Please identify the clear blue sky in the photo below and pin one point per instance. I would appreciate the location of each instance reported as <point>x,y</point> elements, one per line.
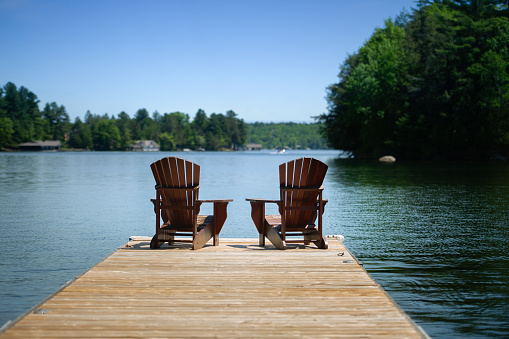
<point>268,61</point>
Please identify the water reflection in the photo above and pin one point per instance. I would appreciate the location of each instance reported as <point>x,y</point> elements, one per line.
<point>434,236</point>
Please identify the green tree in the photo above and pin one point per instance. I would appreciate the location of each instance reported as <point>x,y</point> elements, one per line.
<point>432,85</point>
<point>80,135</point>
<point>57,121</point>
<point>106,136</point>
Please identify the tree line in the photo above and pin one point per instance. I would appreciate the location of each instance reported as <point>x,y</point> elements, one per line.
<point>21,120</point>
<point>431,84</point>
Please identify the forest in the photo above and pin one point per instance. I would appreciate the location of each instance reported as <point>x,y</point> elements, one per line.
<point>21,120</point>
<point>430,84</point>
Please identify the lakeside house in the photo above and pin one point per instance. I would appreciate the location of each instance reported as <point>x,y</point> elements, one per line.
<point>38,145</point>
<point>144,146</point>
<point>253,147</point>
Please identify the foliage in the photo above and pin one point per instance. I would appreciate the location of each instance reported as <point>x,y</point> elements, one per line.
<point>21,121</point>
<point>432,84</point>
<point>292,135</point>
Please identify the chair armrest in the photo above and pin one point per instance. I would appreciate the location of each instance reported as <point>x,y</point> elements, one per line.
<point>262,201</point>
<point>215,201</point>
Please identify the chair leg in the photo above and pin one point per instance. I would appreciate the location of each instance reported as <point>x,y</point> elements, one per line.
<point>261,240</point>
<point>274,237</point>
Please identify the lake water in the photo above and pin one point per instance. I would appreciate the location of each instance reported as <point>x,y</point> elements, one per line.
<point>433,235</point>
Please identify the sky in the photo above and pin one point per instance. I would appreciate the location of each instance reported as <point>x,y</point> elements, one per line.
<point>267,60</point>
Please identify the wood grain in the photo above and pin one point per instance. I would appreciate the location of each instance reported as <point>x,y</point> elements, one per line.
<point>235,290</point>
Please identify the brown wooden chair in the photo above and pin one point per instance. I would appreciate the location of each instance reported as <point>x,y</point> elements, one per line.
<point>300,205</point>
<point>177,204</point>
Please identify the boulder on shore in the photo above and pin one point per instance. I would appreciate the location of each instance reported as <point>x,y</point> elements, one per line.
<point>387,158</point>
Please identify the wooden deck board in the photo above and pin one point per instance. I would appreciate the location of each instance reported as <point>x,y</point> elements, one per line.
<point>237,289</point>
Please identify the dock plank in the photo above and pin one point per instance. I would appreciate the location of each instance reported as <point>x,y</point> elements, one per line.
<point>237,289</point>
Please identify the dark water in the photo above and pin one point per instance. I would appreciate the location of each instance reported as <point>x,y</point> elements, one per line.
<point>434,235</point>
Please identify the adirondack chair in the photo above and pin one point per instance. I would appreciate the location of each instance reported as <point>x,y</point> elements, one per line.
<point>300,204</point>
<point>176,203</point>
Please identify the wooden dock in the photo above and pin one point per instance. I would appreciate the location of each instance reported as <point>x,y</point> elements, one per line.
<point>235,290</point>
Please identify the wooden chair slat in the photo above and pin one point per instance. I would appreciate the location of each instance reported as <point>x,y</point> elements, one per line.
<point>301,203</point>
<point>177,185</point>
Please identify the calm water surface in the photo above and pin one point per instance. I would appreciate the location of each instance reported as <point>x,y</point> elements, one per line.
<point>433,235</point>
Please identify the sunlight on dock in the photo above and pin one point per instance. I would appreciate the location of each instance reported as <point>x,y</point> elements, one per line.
<point>237,289</point>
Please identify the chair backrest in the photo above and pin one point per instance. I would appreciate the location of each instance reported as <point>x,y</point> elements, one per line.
<point>177,182</point>
<point>305,173</point>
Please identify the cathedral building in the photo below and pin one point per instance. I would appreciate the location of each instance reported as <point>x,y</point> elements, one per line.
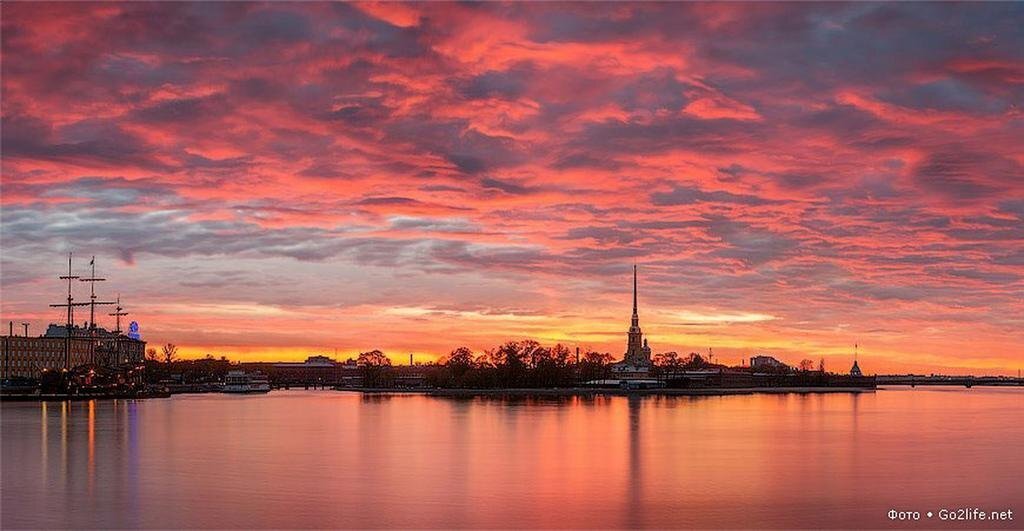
<point>636,363</point>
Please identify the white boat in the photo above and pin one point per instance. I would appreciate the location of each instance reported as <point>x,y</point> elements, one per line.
<point>242,382</point>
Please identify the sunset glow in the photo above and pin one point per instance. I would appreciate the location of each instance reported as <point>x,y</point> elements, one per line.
<point>271,181</point>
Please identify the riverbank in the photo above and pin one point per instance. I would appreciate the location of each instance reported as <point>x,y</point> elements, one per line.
<point>39,397</point>
<point>611,392</point>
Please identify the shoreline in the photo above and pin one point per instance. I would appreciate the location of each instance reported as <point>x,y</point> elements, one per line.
<point>566,392</point>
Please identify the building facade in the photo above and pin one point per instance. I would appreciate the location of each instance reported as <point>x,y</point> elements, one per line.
<point>30,357</point>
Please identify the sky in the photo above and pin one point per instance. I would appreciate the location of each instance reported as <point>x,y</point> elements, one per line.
<point>271,181</point>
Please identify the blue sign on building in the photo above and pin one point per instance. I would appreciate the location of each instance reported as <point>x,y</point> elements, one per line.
<point>133,330</point>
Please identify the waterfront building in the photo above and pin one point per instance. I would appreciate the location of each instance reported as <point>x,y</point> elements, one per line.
<point>766,362</point>
<point>316,370</point>
<point>636,362</point>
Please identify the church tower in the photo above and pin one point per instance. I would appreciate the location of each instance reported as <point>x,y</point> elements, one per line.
<point>637,351</point>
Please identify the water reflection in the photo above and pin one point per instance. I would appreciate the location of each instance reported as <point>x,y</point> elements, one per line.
<point>336,459</point>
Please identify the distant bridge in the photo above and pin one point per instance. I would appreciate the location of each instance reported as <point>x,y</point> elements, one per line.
<point>913,381</point>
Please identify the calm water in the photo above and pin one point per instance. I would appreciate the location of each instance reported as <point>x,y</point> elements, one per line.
<point>296,458</point>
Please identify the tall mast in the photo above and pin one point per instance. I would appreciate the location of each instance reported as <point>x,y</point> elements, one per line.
<point>92,279</point>
<point>71,304</point>
<point>118,312</point>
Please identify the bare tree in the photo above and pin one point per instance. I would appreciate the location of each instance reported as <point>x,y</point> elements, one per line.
<point>170,352</point>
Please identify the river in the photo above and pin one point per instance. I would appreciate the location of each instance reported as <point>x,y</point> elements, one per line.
<point>325,458</point>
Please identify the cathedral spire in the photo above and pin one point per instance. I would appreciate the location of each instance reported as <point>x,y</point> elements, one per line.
<point>634,290</point>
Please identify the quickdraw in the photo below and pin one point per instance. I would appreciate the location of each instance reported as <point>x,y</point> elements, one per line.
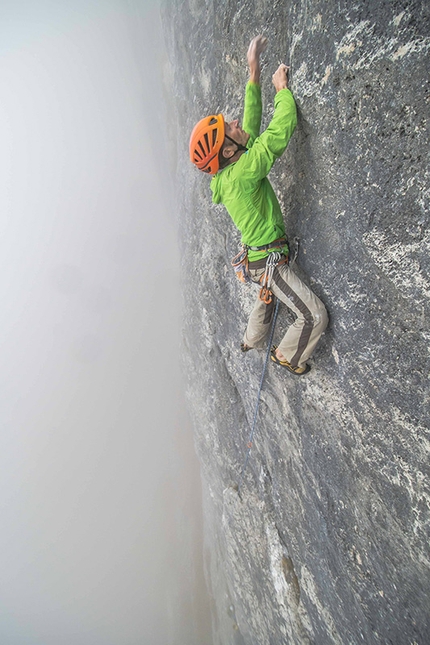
<point>274,259</point>
<point>240,261</point>
<point>240,265</point>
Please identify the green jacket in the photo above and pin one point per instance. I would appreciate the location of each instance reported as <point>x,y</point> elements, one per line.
<point>243,186</point>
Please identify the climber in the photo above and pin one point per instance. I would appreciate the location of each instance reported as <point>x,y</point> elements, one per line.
<point>239,160</point>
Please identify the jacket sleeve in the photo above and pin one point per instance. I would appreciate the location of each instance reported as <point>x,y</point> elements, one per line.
<point>252,111</point>
<point>257,162</point>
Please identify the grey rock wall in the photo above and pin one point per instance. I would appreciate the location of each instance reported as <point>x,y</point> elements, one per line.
<point>329,540</point>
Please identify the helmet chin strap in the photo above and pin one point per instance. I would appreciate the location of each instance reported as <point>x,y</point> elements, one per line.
<point>239,146</point>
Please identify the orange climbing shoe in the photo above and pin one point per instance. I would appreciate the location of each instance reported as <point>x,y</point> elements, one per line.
<point>298,371</point>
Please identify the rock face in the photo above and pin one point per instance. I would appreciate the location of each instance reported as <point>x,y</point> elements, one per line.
<point>329,540</point>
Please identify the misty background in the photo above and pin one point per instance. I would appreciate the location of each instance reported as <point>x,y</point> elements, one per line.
<point>100,529</point>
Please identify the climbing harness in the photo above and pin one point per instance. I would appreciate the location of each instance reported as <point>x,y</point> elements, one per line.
<point>240,261</point>
<point>254,422</point>
<point>240,266</point>
<point>273,259</point>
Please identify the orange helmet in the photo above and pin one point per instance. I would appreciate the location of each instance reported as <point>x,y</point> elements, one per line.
<point>205,143</point>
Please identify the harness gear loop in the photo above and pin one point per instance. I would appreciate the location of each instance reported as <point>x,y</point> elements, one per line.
<point>240,265</point>
<point>273,260</point>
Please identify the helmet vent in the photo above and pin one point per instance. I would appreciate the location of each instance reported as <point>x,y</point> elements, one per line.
<point>201,148</point>
<point>206,138</point>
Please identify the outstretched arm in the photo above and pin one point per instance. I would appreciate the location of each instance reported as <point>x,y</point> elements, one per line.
<point>256,47</point>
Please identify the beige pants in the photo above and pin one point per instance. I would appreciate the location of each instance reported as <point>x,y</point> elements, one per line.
<point>303,335</point>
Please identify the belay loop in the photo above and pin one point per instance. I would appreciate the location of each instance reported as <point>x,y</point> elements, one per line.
<point>240,265</point>
<point>273,259</point>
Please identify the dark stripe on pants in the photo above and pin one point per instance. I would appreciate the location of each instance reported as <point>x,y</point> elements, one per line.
<point>309,321</point>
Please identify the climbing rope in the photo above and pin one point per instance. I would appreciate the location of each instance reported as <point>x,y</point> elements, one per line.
<point>254,422</point>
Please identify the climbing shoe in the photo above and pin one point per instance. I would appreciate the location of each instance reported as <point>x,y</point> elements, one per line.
<point>297,371</point>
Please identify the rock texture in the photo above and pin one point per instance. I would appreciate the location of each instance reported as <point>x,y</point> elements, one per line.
<point>329,540</point>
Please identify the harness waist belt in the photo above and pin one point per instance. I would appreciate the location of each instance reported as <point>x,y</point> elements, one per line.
<point>272,245</point>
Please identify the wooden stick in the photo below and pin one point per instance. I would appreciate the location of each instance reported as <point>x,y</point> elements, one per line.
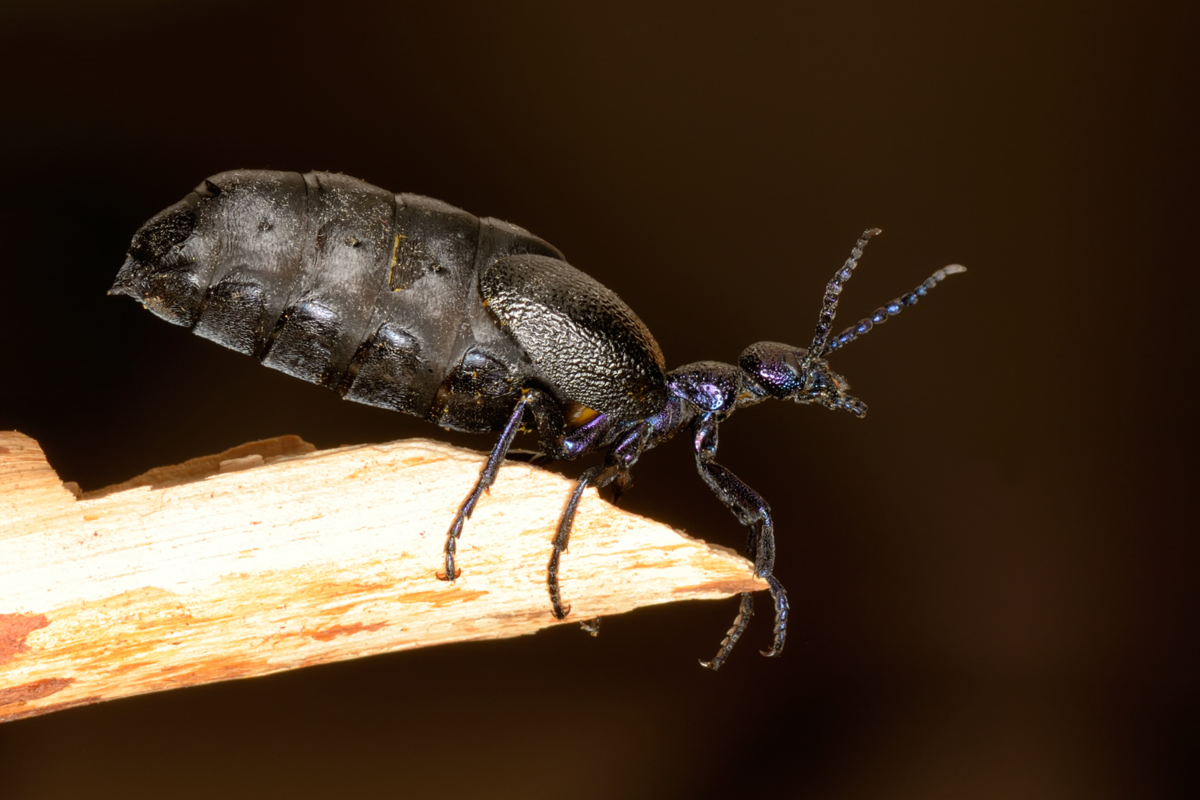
<point>271,558</point>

• [What the task asks]:
The required output is the lines from the one containing "Please identify the beige" through the end of the records above, reproduced exactly, with no pictures.

• [Answer to this exercise]:
Please identify the beige pants in the photo above and pin one point per instance. I would appreciate the location of each instance reported as <point>x,y</point> elements, one per line.
<point>303,335</point>
Please identify the belay loop in the photo above and pin one point per instance. I would appreciate the location of each instance reported as <point>x,y</point> elements, one per line.
<point>240,265</point>
<point>273,259</point>
Please identify the dark stripe on pants in the photo above and pin one point per instance. I would appreciate the location of each instance reported as <point>x,y</point> elements, one per line.
<point>309,321</point>
Please identify the climbing rope in the photo above and pin one point per instance. I would appreciate the location of each instance reported as <point>x,y</point> elements, one per line.
<point>254,422</point>
Please identify the climbing shoe in the photo above and pin one point per instance. I would appreciate the location of each instance reported as <point>x,y</point> elements, one per line.
<point>297,371</point>
Please identify the rock texture in the photo above and pin one point per instance. I would appreciate the location of each instance reported as <point>x,y</point> elements, one per line.
<point>329,540</point>
Please identify the harness waist belt in the photo above and pin one point per instance. I would appreciate the location of each instance reported as <point>x,y</point> elements, one per line.
<point>272,245</point>
Please identify the wooden stick in the photo below and pin one point per instance. I would appreciate the location of each instance reported as <point>x,y</point> elements, one per line.
<point>271,558</point>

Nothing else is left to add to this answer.